## Условия задания:
[A] Перепишите дословно фрагмент отрывка о Вадиме Кожинове от слов «А сколько страниц» до слов «коренные русские таланты.» включительно.
[B] Переведите на английский язык предложение из отрывка о Вадиме Кожинове: «Зачем же обвинять его в каком-то столичном снобизме?»
[C] Напишите продолжение отрывка о Вадиме Кожинове, начиная сразу после его последнего предложения.

## Исходный текст:

"""

Вот так высокомерно хлещет наотмашь уральский казак московского любомудра. И отчасти ты, Валентин, прав. Знать-то Вадим знал и читал всех, кого ты вспоминаешь, но любил и ценил по своему выбору только тех, кто западал ему в душу. Да, к именам поэтов, тобой перечисленных, он относился равнодушно. У него были свои пристрастия, он не считал значительным явлением поэзию Татьяны Глушковой, не включил в свою антологию современной лирической поэзии её и твои стихи, за что я настойчиво ратовал. Ну и что из того? Всех любить невозможно и смешно. Любовь избирательна. Вот он и выбирал Николая Рубцова, Анатолия Передреева, Глеба Горбовского, Анатолия Жигулина, Алексея Прасолова, Василия Казанцева, Юрия Кузнецова, Виктора Кочеткова, Николая Тряпкина...… Что — мало? Или они, на твой взгляд, не русские поэты? Осмыслить их значение — задача непростая, и низкий поклон Вадиму за это. Не прав ты и в том, что он якобы не знал и не любил “русских поэтов, живущих далеко от Москвы” . Неужели ты забыл, что он всегда помогал словом и делом нижегородцу Фёдору Сухову, Виктору Лапшину из Галича, Борису Сиротину из Самары? Много раз в последнее десятилетие Вадим с завидным упорством разыскивал и публиковал в “Нашем современнике” со своим вступительным словом стихи вологжанина Михаила Сопина, омича Аркадия Кутилова, Евгения Курдакова из Казахстана.
Зачем же обвинять его в каком-то столичном снобизме?
А сколько страниц его книг посвящено творчеству Александра Твардовского, Михаила Пришвина, Николая Заболоцкого, Василия Белова! И все они — наши коренные русские таланты.
Очень тебе хочется убедить и себя и читателя в том, что Кожинов был всего лишь скучным теоретиком и бесталанным литератором:
“Книгу Вадима Кожинова “Как пишут стихи”, изданную недавно, читать невозможно...… такая в ней лишаистая архивная скука”.
“Но чего он-то лез в русскую поэзию? Ведь исторические и философские его работы не менее скучны, чем работы его о поэзии”.
“Туго слыша громы и разливы песенного русского моря, категорически отвергая разинские буйства русского стиха, он постепенно внедрял во вкус учеников и соратников равнодушие...”…
Ты до того уже договорился, Валентин, что якобы кожиновская практичность “сковала и вроде приостановила крылатость и высоту поэта” (это о Юрии Кузнецове), а “дарование Анатолия Передреева пострадало от одесских мироощущений и словопонимания Вадима Валериановича”.

"""

## Показанные записи:
"""

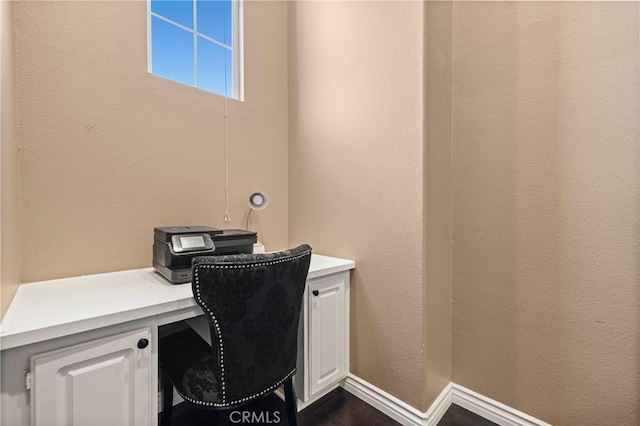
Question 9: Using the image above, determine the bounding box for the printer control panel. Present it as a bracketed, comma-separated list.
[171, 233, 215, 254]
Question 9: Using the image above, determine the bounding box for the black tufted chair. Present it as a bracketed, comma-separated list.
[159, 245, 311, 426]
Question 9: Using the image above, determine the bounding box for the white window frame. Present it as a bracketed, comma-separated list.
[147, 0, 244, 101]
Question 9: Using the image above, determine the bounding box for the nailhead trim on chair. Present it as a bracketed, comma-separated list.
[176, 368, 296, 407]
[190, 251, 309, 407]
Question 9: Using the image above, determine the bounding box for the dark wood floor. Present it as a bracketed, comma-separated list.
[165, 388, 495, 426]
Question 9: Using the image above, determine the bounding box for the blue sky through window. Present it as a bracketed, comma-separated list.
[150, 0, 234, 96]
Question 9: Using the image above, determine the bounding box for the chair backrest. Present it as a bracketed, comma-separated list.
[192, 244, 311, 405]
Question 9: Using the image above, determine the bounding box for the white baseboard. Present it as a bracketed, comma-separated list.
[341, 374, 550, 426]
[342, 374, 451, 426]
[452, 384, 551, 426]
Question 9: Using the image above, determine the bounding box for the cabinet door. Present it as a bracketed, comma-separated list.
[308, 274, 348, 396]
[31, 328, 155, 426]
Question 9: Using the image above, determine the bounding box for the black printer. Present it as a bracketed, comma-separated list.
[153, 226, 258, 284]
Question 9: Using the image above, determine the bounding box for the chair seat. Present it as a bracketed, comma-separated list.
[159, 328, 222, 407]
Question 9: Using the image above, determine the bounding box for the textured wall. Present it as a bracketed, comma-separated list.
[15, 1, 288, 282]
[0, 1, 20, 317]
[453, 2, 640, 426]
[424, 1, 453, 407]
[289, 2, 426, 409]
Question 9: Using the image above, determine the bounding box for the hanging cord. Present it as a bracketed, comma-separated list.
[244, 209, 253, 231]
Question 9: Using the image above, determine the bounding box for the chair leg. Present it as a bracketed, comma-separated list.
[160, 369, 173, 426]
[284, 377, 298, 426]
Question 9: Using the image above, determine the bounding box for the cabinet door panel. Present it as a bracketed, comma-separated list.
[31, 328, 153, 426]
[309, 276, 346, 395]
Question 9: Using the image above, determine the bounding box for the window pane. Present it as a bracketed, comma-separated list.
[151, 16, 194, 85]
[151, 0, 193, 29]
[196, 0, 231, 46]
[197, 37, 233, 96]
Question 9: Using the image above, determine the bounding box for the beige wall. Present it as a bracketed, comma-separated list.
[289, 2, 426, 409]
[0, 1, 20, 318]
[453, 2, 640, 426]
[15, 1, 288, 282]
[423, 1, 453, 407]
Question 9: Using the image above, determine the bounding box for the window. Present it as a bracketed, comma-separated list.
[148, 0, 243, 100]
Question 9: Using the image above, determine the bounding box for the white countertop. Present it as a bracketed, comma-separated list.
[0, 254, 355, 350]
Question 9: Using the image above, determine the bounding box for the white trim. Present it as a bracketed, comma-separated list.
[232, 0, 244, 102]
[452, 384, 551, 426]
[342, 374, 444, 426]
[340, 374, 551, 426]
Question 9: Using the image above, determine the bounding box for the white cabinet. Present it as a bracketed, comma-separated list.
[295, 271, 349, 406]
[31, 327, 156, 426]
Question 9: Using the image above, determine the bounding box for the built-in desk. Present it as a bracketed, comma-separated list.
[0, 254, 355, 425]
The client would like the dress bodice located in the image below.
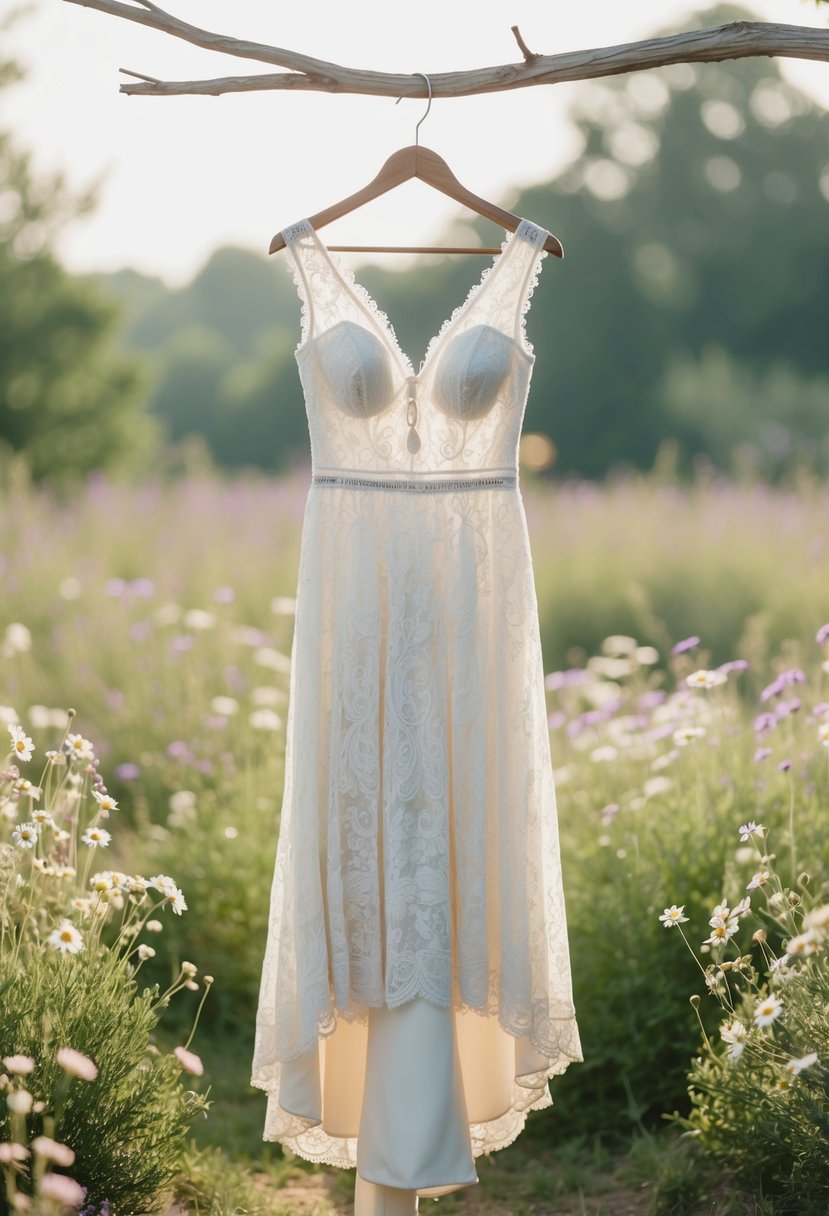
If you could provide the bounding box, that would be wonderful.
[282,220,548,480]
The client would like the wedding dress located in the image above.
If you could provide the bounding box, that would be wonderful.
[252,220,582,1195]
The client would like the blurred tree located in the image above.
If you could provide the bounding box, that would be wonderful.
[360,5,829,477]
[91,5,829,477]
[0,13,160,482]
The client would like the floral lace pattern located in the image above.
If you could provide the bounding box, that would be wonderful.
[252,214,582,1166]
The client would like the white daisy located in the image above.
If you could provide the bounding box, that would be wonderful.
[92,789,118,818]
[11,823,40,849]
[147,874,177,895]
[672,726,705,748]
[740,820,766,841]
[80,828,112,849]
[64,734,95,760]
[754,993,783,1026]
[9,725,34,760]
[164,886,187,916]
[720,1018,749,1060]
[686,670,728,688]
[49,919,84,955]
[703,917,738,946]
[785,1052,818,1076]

"""

## Ожидаемые ответы:
[A]
А сколько страниц его книг посвящено творчеству Александра Твардовского, Михаила Пришвина, Николая Заболоцкого, Василия Белова! И все они — наши коренные русские таланты.

[B] Why, then, accuse him of some kind of metropolitan snobbery?

[C]
Мне, Валентин, непросто писать этот ответ тебе еще и потому, что ты выводишь меня из числа поэтов, якобы покалеченных тяжелой дланью Кожинова. Я, по твоим словам, твой “любимый поэт” , “большой русский поэт” , не поддавшийся “кожиновской порче” и т. д. Но я смущен такими похвалами, поскольку никогда не ощущал, что Кожинов, вольно или невольно, портил вкус, мировоззрение и поэтический голос таких самобытных и самодостаточных поэтов, как Николай Рубцов, Юрий Кузнецов, Анатолий Передреев. Ты путаешь дружеские отношения с комиссарскими. Никогда я не слышал, чтобы он их чему-то учил, наставлял, что-либо диктовал им. Да и невозможно было себе такое представить! Слишком уж каждый из них был уверен в правоте своего пути, чтобы кого-то слушаться. А Вадим просто был лишь одним из нас, рядом с ним были друзья, а не “салонная орава” , как пишешь ты, он просто любил наши стихи, бескорыстно и с радостью, которую многие из нас сегодня утратили, восхищался прозрениями и удачами своих друзей-поэтов, восхищался непосредственно, восторженно, почти по-детски, а не с “философской нахохленностью” и “противно-надоедливой очкастой широтою” , как это кажется тебе.
Его “скучные” книги, по твоим словам отмеченные “архивной скукой”, в наше рыночное время выходили, и при жизни и после смерти, одна за другой. Ты думаешь, сегодняшние издательства издают их себе в убыток и не ведают, что они жадно раскупаются, что их пристрастно читают с неменьшим интересом, нежели наши с тобой сочинения? Спроси у Анатолия Яковенко, твоего поклонника, ведущего книжную торговлю в Союзе писателей России, и он тебе подтвердит, что книги Вадима нарасхват, поскольку нужны сегодня русскому человеку, как живая вода.
Ты размашисто иронизируешь над несколькими наукообразными фразами Кожинова, но каким литературным языком ты выносишь ему приговор? — вчитайся сам еще раз в свои собственные слова:
“Хотя суждения его весьма ограниченны и совершенно не снабжены порывами ощущений русского характера”… или “Я начал возражать его симпатиям”. Прости меня, но если бы я не знал, что ты абсолютно русский человек, то, прочитав такое, имел бы полное право заподозрить тебя в “одесском происхождении”.
Ты пишешь о том, что Ю. Кузнецов, ушибленный Кожиновым, настолько утратил поэтический слух, что написал: “Как Иванушка во поле вышел”:
“Русский же, русский поэт, — негодуешь ты, — русскую сказку в ладони взял и “каки”, где же слух русский?!”
А где же слух русский, когда ты в той же статье цитируешь свое стихотворение: “зверя не буди, не гневай бога” ? Не боишься, что к тебе придерется какой-нибудь словесный законник и скажет: “по-русски, Валентин Васильевич, надо писать “не гневи”, да и Бога — с большой буквы, как раньше все большие русские поэты писали”?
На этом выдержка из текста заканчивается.